Recast the listing below as a two-column CSV with the headers "request" and "points", giving one row per request. Put the full request text in one quoted field and its answer in another, replacing every line break with a space.

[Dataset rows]
==============================
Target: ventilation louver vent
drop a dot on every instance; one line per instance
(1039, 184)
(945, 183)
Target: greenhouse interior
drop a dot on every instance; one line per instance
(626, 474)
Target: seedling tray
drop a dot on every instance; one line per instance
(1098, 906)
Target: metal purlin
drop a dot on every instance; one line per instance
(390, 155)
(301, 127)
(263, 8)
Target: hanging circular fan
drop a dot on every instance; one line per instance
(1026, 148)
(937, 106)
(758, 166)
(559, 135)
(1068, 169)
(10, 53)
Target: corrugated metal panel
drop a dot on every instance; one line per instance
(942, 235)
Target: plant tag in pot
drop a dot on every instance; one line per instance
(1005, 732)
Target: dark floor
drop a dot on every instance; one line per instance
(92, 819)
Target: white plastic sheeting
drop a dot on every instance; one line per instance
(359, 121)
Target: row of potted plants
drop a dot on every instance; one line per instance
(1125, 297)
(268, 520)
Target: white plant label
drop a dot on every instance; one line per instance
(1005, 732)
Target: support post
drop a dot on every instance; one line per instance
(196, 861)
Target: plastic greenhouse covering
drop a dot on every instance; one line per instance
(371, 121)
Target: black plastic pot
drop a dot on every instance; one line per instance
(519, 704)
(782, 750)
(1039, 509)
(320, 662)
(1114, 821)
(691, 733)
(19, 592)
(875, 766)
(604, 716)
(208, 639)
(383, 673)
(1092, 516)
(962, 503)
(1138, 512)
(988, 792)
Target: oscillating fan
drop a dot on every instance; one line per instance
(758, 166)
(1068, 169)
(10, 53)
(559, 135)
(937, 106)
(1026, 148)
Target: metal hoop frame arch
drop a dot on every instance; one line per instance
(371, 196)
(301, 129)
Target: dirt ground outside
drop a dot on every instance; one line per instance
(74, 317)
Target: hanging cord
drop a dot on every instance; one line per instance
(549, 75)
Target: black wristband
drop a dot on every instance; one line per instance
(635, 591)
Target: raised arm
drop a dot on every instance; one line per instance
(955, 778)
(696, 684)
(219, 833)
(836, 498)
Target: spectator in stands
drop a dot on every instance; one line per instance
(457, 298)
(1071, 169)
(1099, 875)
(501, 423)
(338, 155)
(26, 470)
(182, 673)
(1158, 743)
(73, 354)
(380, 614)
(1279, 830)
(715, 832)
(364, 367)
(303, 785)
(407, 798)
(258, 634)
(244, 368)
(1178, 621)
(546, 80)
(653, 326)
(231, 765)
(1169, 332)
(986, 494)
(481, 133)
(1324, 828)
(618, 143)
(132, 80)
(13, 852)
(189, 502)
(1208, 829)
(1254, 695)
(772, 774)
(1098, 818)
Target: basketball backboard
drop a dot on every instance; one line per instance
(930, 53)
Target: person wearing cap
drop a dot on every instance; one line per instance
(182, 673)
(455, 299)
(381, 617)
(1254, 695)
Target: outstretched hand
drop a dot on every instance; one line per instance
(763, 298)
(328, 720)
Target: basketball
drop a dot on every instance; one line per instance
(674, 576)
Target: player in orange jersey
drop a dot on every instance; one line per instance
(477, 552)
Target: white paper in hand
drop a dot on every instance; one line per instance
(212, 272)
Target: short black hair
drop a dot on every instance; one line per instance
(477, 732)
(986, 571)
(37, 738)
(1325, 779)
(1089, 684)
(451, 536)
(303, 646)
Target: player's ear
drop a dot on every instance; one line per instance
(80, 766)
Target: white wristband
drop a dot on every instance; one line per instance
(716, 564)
==============================
(Answer for the task):
request,points
"Target: ventilation louver vent drop a dot on every instance; one line per instance","(1039, 184) (945, 183)"
"Target: greenhouse interior drop a dot on every instance; one line per instance","(626, 474)"
"Target: seedling tray drop a dot on every instance; one line per instance","(1098, 906)"
"Target: metal purlin drop a dot on every instance; one line per instance","(390, 155) (301, 127) (263, 8)"
"Target: hanging circular fan drop a dot on every instance; one line per instance","(1026, 148) (937, 106) (758, 166) (559, 135) (1068, 169) (10, 53)"
"Target: corrugated metal panel drop a dot on every instance; one line per instance","(942, 235)"
"Target: plant tag in pot drop a dot on every instance; one line per instance","(1005, 732)"
"Target: dark floor drop a dot on every instance; one line per instance","(92, 819)"
"Target: white plastic sheeting drop a dot on every instance; one line per instance","(359, 121)"
"Target: row of potted plants drop a dot on every instance; one line per instance","(1125, 297) (268, 520)"
"Target: white plant label drop a dot on every instance; one line per instance","(1005, 732)"
"Target: support post drop a dot on every instance; one line per instance","(196, 861)"
"Target: plastic greenhouse covering drop a dot on every instance; one line per instance","(371, 121)"
"Target: black plastic pot drop a dot on every instance; one line per instance","(519, 704) (782, 750) (1039, 509) (320, 662) (1114, 821) (691, 733) (19, 592) (875, 766) (604, 716) (208, 639) (383, 673) (1092, 516) (962, 503) (1138, 512) (988, 792)"
"Target: oscillating fan drop a dot on every instance; one line per instance","(758, 166) (1068, 169) (10, 53) (559, 135) (937, 106) (1026, 148)"
"Target: metal hoop frame arch drop a dot on every instance; one line per instance","(371, 196) (301, 129)"
"Target: dirt ground outside drop a dot on every instance; one line per instance","(74, 317)"
"Target: hanging cord drop a dot on every instance; one line per instance","(549, 75)"
"Target: black wristband drop a dot on every instance; one line per instance","(635, 591)"
"Target: raised arm drop a dot on every instance; one line per instance","(955, 778) (696, 684) (219, 833) (836, 498)"
"Target: spectator in stands drop a dot on every instance; one line per instance","(457, 298) (1071, 169) (1099, 875) (501, 423) (338, 155) (26, 470) (182, 673) (1158, 743) (73, 354) (380, 614) (1279, 830) (715, 832) (364, 367) (303, 785) (407, 798) (258, 634) (244, 368) (1178, 621) (546, 80) (653, 326) (231, 765) (1169, 332) (986, 494) (481, 133) (1324, 828) (618, 143) (132, 80) (13, 852) (189, 502) (1208, 829) (1254, 695) (772, 774) (1098, 818)"
"Target: basketball backboard drop a dot on every instance; one line per instance","(930, 53)"
"Target: person wearing cap drop a dot on every instance; one line per instance","(182, 673) (455, 299) (381, 617) (1254, 695)"
"Target: outstretched hand drop a dot on every instance; one line per instance","(763, 298) (328, 720)"
"Target: basketball drop a dot on every instance; one line per instance","(674, 576)"
"Target: player in orange jersey drop a dot on every instance; one line per instance","(477, 552)"
"Target: white paper in hand drop a dot on every instance; one line per instance","(212, 272)"
"Target: short black hair drop a dot on every instance; one line per instance","(477, 732) (986, 571) (37, 738) (1325, 779) (1089, 684) (451, 536) (303, 646)"
"Target: player's ear drop a dot on every instance; one line per instance","(80, 766)"
"Target: white wristband drop a dot on every instance; one line per instance","(716, 564)"